### Document segment
###

Countless studies have been done that show that cacao (without added dairy or processed sugar) has a multitude of health benefits. Luckily for those of us who enjoy the sublime taste of raw chocolates, there are no scientific studies that have concluded that cacao is unhealthy.

One of the most intensive studies on the extreme health benefits of cacao was the twenty year Harvard University study of the Kuna Indians, who have  “among the lowest rates of cardiovascular disease in the world, even though they’re poor, have lousy sanitation and hygiene, no access to medicine…and yet, they have this remarkably low incident of heart attack, stroke, and high blood pressure: and they consume FOUR TO FIVE CUPS of cocoa a piece, every single day.” – Chris Kilham the “medicine hunter”.

The phytochemical analysis of cacao beans reveals that raw chocolate is perhaps the most chemically complex food on Earth. There are compounds yet to be discovered in this amazing live superfood.

Dr. Gabriel Cousens conducted a study on the health benefits of cacao in 2008. He discovered that raw cacao benefits diabetics as a safe food since it raises blood sugar less than almost any other food. He also discovered that it is not toxic to the liver, despite the false claims to the contrary. It only caused a problem when combined with excessive amounts of fructose containing sweeteners like agave.

Cacao contains more magnesium and chromium than ANY other food! Most of us are deficient in magnesium, and it is critical to vibrant health because it has a role in over 300 cellular processes.

Cacao’s antioxidants have also been proven to dissolve plaque built up in the arteries, which can help in reversing heart disease and can also lower blood pressure. That is truly important considering that heart disease is the number one cause of death in the US and in many other places around the world.

Cacao also contains a significant amount of iron and chromium per serving. Iron is a critical mineral, as it is part of the oxygen carrying protein called hemoglobin that keeps our blood healthy. Chromium is an important trace mineral that helps balance blood sugar and assist in weight loss. Nearly 80% of Americans are deficient in this trace mineral. Cacao has enough chromium to help reverse deficiencies.

###

### Dataset entries
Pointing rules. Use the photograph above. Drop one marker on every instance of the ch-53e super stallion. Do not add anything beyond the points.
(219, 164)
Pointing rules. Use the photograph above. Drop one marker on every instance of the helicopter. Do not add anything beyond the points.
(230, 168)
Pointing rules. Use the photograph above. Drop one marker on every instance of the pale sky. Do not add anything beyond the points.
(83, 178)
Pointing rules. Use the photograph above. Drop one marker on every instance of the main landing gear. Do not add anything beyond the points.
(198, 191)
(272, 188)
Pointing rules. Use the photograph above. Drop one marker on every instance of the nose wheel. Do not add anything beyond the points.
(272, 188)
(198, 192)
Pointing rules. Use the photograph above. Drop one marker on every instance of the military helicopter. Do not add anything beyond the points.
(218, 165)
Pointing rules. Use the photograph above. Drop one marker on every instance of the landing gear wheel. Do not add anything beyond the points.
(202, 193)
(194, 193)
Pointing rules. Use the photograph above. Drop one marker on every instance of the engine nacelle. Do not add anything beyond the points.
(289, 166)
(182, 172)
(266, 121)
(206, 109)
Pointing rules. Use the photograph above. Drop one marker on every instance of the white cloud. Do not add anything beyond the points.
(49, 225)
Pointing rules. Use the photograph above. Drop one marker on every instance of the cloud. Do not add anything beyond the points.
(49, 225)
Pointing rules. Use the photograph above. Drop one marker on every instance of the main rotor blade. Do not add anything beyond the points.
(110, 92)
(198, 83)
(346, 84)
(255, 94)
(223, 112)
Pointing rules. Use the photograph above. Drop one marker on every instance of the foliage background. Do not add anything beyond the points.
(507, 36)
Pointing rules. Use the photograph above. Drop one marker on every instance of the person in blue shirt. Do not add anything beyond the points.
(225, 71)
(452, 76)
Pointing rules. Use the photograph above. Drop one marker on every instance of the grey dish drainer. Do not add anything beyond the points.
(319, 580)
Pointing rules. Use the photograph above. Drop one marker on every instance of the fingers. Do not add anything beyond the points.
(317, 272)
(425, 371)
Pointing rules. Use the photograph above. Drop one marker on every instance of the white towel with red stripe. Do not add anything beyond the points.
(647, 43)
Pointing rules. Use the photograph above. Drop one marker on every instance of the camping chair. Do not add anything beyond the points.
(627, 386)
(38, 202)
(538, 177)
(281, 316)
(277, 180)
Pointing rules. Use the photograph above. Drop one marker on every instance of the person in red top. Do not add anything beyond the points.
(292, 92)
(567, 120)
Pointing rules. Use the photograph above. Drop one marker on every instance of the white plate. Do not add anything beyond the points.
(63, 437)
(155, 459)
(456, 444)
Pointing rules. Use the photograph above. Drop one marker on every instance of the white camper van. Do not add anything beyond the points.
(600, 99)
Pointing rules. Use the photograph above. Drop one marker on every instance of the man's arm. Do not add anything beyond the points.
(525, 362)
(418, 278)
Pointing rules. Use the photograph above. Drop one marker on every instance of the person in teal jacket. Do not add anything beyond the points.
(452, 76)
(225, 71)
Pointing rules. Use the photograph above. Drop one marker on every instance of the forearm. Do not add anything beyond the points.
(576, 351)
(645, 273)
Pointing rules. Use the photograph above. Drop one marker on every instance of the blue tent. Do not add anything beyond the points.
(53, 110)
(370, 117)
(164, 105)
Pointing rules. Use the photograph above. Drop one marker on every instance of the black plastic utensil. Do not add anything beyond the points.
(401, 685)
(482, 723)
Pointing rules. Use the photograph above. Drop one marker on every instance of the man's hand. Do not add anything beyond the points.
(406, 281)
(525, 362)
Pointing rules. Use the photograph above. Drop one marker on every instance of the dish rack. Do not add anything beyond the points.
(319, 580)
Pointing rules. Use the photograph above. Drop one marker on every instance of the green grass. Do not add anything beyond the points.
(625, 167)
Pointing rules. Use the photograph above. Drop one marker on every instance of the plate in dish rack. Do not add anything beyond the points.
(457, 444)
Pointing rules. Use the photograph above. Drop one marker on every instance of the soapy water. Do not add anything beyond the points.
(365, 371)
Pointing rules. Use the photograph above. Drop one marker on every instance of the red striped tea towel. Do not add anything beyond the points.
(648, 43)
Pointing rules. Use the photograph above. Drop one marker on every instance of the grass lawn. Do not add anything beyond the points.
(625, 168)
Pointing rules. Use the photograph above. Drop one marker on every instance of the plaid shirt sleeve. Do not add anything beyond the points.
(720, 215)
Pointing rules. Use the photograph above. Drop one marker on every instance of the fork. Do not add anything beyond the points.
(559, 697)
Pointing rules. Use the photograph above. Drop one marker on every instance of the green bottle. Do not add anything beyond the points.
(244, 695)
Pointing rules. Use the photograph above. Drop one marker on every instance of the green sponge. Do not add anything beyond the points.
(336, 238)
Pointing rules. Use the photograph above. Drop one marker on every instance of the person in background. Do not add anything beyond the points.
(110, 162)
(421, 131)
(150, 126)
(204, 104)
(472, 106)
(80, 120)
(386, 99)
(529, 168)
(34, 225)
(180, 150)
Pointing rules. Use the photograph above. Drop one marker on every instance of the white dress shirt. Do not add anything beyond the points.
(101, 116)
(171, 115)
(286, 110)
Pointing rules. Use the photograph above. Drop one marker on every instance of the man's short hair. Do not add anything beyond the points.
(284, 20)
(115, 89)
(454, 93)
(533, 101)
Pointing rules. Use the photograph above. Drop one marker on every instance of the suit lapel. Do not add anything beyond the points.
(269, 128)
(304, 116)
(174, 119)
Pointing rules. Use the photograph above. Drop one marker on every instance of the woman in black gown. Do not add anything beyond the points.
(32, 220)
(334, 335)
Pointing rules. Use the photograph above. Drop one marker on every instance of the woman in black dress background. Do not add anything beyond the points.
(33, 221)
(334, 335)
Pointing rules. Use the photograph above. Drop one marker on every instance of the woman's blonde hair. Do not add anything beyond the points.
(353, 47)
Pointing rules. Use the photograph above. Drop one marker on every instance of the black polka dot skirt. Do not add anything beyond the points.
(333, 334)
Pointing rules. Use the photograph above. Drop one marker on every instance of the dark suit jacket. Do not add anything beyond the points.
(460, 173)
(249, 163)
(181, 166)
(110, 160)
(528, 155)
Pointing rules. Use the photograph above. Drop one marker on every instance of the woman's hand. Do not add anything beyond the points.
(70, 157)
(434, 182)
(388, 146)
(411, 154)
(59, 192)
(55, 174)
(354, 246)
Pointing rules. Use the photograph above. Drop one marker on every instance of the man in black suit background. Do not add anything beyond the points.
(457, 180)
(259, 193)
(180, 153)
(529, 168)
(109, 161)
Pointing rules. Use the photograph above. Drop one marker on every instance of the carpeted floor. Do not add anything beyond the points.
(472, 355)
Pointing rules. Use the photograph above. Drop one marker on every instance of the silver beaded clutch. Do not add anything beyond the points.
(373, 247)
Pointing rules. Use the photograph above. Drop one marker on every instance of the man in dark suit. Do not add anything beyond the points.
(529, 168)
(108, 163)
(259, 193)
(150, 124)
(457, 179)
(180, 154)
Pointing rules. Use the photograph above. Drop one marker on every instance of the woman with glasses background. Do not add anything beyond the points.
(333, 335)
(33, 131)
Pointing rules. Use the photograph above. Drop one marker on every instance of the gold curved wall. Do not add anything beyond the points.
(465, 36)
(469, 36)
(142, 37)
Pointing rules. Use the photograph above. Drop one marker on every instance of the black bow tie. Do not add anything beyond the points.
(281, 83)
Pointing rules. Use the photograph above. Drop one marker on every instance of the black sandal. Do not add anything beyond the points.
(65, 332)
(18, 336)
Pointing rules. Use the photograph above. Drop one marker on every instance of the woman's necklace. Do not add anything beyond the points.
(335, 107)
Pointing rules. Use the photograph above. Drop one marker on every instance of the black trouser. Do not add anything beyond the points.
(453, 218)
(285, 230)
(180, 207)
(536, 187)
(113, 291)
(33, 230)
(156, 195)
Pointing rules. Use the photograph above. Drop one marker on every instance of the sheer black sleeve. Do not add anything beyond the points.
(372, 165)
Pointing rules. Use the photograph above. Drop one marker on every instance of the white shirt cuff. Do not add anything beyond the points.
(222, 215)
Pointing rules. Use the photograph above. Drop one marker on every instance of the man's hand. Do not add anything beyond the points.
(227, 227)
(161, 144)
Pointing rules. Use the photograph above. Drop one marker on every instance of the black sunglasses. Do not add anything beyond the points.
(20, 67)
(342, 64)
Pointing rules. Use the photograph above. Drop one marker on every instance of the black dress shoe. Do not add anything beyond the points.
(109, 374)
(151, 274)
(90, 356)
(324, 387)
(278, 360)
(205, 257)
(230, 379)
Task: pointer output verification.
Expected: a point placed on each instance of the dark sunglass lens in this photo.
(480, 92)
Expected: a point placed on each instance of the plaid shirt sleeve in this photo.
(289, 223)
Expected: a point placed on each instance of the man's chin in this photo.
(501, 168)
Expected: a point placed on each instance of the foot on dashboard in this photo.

###

### Activity list
(1) Name every mineral that the cacao passage says cacao contains.
(2) According to the cacao passage, how much cocoa does each Kuna Indian consume every day?
(3) Extract from the cacao passage the part that opens with the words containing "One of the most" and closes with "amazing live superfood.".
The entries are separate material, unrelated to the cacao passage.

### Per-task answers
(1) Magnesium, chromium, and iron.

(2) Four to five cups.

(3)
One of the most intensive studies on the extreme health benefits of cacao was the twenty year Harvard University study of the Kuna Indians, who have  “among the lowest rates of cardiovascular disease in the world, even though they’re poor, have lousy sanitation and hygiene, no access to medicine…and yet, they have this remarkably low incident of heart attack, stroke, and high blood pressure: and they consume FOUR TO FIVE CUPS of cocoa a piece, every single day.” – Chris Kilham the “medicine hunter”.

The phytochemical analysis of cacao beans reveals that raw chocolate is perhaps the most chemically complex food on Earth. There are compounds yet to be discovered in this amazing live superfood.